··· Text

We and others have sought to close this knowledge gap by exploring the extent and impact of circadian clocks in various fungi. So far, some of the findings highlight the importance of circadian rhythms in multiple aspects of the fungal daily life, modulating metabolism, interactions with other organisms, and even virulence. However, evidence of a functional clock has been elusive in some species. Moreover, some of these studies have uncovered numerous peculiarities, such as unexpected extra-circadian roles for FRQ and robust rhythms (of ecological relevance) in species without any identifiable conventional clock components [18,24]. Notably, while the absence of known core-circadian components appears widespread among major fungal taxa, this phenomenon is less common within animals or the green lineage. Indeed, in taxa outside the fungal kingdom, the occurrence of rhythms in organisms lacking obvious eukaryotic clock components is more of an exception than the rule [18].

Yet, work in Neurospora not only continues to inform us about mechanistic details of the clockworks but also facilitates adopting strategies to tackle fundamental aspects of the evolution of eukaryotic clocks. Thus, we adopted a Synthetic Biology approach by challenging the known evolutionarily conserved circadian TTFL architecture, creating a semi-synthetic clock in Neurospora, for which we combined (by transcriptional rewiring) canonical clock components and elements naturally restricted to the circadian output pathways [25]. The resulting semi-synthetic clock not only was functional, but it also exhibited new unexpected properties, regarding how light cues are processed. But, even more relevant in the context of this discussion is that we were able to show that the evolutionarily conserved clock circuitry (one-step TTFL) is only one of the possible topologies that a circadian oscillator could assume. Yet, the existing conventional TTFL is the simplest design and, by parsimony, is what nature has always chosen.

In addition, fungi offer several advantages for reexamining the adaptive role of circadian clocks. Over the past years, several colleagues have critically revisited the general concept of the “adaptive advantage of clocks” and the pressures behind the evolution of circadian systems [8,26]. Inspired by these ideas, we have begun applying circadian paradigms to investigate the importance of a functional clock in Neurospora, evaluating its impact on fitness under stressful rhythmic environments. Thus, we have been examining whether the presence of a circadian clock can facilitate the appearance of increased thermotolerance. To do so, we expose Neurospora to rhythmic experimental evolution protocols, mimicking progressively increasingly hot environments. Currently, we are trying to interpret the preliminary results from ecological and evolutionary angles.

······

▶ _Exercise 1_
In the text, what kind of approach was taken to build a semi-synthetic clock in Neurospora?
▶ _Exercise 2_
Repeat a part of the text word for word, starting with "In addition, fungi" and going on through "and evolutionary angles.".
Rely on nothing but the text to answer.

··· Record extracts

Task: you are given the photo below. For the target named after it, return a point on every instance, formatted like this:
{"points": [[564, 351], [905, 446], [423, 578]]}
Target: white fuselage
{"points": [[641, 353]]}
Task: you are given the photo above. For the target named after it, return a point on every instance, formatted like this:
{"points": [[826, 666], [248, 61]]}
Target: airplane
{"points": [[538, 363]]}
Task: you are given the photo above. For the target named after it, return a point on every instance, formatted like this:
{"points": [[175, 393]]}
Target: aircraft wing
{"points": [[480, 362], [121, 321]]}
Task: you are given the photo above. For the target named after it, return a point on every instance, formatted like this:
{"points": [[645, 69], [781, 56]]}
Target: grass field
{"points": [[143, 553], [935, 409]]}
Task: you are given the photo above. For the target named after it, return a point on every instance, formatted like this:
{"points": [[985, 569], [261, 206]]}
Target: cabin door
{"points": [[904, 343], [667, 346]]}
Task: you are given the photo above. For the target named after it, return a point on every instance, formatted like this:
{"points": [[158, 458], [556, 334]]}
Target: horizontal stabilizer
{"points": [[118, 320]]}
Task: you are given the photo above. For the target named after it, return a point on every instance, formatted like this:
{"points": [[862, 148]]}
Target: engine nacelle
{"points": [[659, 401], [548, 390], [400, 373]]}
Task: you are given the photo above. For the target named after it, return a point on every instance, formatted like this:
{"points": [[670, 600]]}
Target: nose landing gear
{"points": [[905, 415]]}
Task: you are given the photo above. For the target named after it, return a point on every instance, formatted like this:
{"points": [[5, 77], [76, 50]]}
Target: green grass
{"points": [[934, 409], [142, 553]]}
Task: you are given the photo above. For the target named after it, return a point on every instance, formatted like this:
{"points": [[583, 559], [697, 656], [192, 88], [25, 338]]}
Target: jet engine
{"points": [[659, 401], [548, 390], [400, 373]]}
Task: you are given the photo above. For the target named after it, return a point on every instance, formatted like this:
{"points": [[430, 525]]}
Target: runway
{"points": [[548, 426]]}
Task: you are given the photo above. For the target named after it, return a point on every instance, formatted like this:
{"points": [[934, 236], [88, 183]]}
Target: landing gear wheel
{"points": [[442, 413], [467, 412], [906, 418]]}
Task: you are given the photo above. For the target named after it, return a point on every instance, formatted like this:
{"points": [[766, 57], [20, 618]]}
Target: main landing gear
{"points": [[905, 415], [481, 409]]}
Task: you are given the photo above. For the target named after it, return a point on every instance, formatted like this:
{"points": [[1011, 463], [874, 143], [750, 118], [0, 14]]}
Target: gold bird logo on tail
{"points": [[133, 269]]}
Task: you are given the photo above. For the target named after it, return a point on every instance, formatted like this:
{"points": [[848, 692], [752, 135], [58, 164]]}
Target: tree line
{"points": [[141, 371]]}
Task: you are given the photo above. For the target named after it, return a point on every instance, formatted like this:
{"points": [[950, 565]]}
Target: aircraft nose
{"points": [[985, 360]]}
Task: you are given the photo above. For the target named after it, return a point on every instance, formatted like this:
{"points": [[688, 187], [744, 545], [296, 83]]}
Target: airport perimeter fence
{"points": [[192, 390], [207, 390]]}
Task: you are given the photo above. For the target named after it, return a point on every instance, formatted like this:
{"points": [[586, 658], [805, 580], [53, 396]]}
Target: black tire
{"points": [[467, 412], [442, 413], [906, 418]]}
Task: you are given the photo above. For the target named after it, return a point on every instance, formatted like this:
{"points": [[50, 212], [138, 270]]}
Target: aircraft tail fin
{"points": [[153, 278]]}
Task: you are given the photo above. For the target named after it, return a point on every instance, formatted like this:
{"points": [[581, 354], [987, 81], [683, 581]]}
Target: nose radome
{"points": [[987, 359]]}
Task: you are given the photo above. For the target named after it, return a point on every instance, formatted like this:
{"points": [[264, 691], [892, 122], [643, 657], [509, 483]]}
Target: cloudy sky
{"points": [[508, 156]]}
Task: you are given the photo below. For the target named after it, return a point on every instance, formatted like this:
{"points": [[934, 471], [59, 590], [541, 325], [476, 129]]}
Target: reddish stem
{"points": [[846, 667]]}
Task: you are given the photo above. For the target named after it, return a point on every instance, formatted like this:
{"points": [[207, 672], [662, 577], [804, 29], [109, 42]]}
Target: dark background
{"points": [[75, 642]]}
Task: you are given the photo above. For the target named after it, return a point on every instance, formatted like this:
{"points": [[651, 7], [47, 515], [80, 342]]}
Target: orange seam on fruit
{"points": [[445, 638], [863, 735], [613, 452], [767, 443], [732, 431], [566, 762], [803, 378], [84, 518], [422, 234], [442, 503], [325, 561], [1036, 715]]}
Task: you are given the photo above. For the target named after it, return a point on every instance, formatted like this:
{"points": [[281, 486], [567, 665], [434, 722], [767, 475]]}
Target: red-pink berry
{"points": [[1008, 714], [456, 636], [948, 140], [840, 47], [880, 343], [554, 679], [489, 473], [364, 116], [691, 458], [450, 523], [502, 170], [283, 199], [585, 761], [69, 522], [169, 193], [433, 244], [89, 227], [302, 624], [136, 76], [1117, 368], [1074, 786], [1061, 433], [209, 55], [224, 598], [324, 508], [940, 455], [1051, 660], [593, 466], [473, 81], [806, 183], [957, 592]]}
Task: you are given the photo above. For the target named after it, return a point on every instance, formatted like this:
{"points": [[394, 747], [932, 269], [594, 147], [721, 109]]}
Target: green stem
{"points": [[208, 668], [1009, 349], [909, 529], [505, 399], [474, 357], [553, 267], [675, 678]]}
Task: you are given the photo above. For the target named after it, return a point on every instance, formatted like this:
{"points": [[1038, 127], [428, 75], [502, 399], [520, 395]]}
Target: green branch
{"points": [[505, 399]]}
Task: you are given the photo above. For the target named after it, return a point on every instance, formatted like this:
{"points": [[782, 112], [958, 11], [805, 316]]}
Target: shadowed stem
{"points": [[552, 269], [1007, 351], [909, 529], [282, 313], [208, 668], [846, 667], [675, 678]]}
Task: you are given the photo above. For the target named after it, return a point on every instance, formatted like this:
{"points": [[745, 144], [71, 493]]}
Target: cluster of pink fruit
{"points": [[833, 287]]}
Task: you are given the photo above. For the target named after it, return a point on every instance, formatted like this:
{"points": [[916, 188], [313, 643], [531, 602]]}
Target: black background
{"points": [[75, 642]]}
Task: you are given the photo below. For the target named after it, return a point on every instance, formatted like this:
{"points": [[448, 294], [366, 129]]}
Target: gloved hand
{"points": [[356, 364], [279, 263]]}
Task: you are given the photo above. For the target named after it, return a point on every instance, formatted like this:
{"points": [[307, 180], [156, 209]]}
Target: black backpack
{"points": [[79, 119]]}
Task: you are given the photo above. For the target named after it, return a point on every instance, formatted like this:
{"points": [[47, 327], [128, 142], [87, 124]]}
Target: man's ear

······

▶ _Response box 1_
A Synthetic Biology approach.

▶ _Response box 2_
In addition, fungi offer several advantages for reexamining the adaptive role of circadian clocks. Over the past years, several colleagues have critically revisited the general concept of the “adaptive advantage of clocks” and the pressures behind the evolution of circadian systems [8,26]. Inspired by these ideas, we have begun applying circadian paradigms to investigate the importance of a functional clock in Neurospora, evaluating its impact on fitness under stressful rhythmic environments. Thus, we have been examining whether the presence of a circadian clock can facilitate the appearance of increased thermotolerance. To do so, we expose Neurospora to rhythmic experimental evolution protocols, mimicking progressively increasingly hot environments. Currently, we are trying to interpret the preliminary results from ecological and evolutionary angles.